Copy out each line exactly as it appears.

──────── MATERIAL

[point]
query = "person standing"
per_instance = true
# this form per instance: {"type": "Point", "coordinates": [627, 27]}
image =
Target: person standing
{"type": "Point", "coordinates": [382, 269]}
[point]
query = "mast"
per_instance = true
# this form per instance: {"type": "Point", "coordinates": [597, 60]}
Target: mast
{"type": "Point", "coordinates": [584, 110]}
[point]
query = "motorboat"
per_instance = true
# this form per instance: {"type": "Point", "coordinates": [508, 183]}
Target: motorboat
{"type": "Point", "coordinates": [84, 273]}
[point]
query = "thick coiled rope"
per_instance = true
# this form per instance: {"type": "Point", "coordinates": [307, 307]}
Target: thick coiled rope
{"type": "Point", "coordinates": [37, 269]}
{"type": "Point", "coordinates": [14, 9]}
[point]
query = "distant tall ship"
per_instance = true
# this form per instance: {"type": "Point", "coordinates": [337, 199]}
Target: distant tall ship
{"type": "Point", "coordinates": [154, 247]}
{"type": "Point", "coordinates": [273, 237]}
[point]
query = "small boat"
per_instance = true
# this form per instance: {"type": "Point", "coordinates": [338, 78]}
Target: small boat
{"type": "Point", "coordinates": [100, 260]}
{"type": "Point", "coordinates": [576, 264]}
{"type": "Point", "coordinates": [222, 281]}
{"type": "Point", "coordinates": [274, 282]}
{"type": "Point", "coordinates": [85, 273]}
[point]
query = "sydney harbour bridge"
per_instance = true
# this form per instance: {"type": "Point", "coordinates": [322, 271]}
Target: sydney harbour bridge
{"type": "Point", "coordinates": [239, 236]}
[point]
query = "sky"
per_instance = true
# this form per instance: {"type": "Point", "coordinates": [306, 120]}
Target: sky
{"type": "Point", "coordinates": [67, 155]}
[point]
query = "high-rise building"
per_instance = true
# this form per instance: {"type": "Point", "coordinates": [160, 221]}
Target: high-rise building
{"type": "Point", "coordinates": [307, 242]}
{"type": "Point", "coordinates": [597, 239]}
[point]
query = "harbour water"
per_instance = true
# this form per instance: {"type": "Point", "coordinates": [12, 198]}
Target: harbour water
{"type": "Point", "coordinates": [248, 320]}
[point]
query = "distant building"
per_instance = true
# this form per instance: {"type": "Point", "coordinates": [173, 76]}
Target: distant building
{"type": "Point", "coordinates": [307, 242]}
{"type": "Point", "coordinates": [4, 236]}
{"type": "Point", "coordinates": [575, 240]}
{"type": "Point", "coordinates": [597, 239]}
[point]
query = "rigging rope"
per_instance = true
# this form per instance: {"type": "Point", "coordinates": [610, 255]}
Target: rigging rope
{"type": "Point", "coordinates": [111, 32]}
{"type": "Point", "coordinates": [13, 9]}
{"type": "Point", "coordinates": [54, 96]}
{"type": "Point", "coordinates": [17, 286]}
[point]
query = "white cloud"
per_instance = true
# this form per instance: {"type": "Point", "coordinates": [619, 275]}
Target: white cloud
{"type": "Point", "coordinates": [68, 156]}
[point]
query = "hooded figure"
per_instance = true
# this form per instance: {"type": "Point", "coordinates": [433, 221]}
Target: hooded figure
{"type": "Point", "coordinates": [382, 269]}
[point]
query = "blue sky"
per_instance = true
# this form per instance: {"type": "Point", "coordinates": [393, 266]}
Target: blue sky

────────────────

» FULL SOLUTION
[point]
query = "person standing"
per_instance = true
# this form per instance: {"type": "Point", "coordinates": [627, 27]}
image =
Target: person standing
{"type": "Point", "coordinates": [382, 269]}
[point]
query = "mast"
per_instance = true
# this form per instance: {"type": "Point", "coordinates": [597, 60]}
Target: mast
{"type": "Point", "coordinates": [584, 110]}
[point]
query = "motorboat"
per_instance = true
# this form per instance: {"type": "Point", "coordinates": [508, 183]}
Target: motorboat
{"type": "Point", "coordinates": [84, 273]}
[point]
query = "thick coiled rope"
per_instance = true
# this form per instance: {"type": "Point", "coordinates": [307, 307]}
Target: thick coiled rope
{"type": "Point", "coordinates": [37, 269]}
{"type": "Point", "coordinates": [14, 9]}
[point]
query = "distant tall ship"
per_instance = true
# this form per instance: {"type": "Point", "coordinates": [337, 199]}
Target: distant tall ship
{"type": "Point", "coordinates": [154, 247]}
{"type": "Point", "coordinates": [273, 237]}
[point]
query = "small boat"
per_instance = true
# this form per instance: {"type": "Point", "coordinates": [338, 78]}
Target: small boat
{"type": "Point", "coordinates": [100, 260]}
{"type": "Point", "coordinates": [576, 264]}
{"type": "Point", "coordinates": [222, 281]}
{"type": "Point", "coordinates": [274, 282]}
{"type": "Point", "coordinates": [85, 273]}
[point]
query = "sydney harbour bridge"
per_instance = true
# this form per instance: {"type": "Point", "coordinates": [322, 271]}
Target: sydney harbour bridge
{"type": "Point", "coordinates": [239, 236]}
[point]
query = "sky"
per_instance = true
# this form per instance: {"type": "Point", "coordinates": [306, 120]}
Target: sky
{"type": "Point", "coordinates": [67, 155]}
[point]
query = "high-rise building"
per_instance = true
# this form per instance: {"type": "Point", "coordinates": [160, 221]}
Target: high-rise building
{"type": "Point", "coordinates": [307, 242]}
{"type": "Point", "coordinates": [597, 239]}
[point]
query = "harbour water"
per_instance = true
# this form per instance: {"type": "Point", "coordinates": [12, 198]}
Target: harbour water
{"type": "Point", "coordinates": [248, 320]}
[point]
query = "distant building"
per_instance = true
# this form per instance: {"type": "Point", "coordinates": [173, 76]}
Target: distant building
{"type": "Point", "coordinates": [307, 242]}
{"type": "Point", "coordinates": [4, 236]}
{"type": "Point", "coordinates": [575, 240]}
{"type": "Point", "coordinates": [597, 239]}
[point]
query = "rigging rope"
per_instance = true
# this form per instance: {"type": "Point", "coordinates": [610, 255]}
Target: rigging rope
{"type": "Point", "coordinates": [111, 32]}
{"type": "Point", "coordinates": [13, 9]}
{"type": "Point", "coordinates": [54, 96]}
{"type": "Point", "coordinates": [17, 286]}
[point]
query = "white cloud"
per_instance = true
# this form per instance: {"type": "Point", "coordinates": [619, 275]}
Target: white cloud
{"type": "Point", "coordinates": [68, 156]}
[point]
query = "hooded figure"
per_instance = true
# this form per instance: {"type": "Point", "coordinates": [433, 221]}
Target: hooded figure
{"type": "Point", "coordinates": [382, 269]}
[point]
query = "blue sky"
per_instance = true
# this form per instance: {"type": "Point", "coordinates": [393, 266]}
Target: blue sky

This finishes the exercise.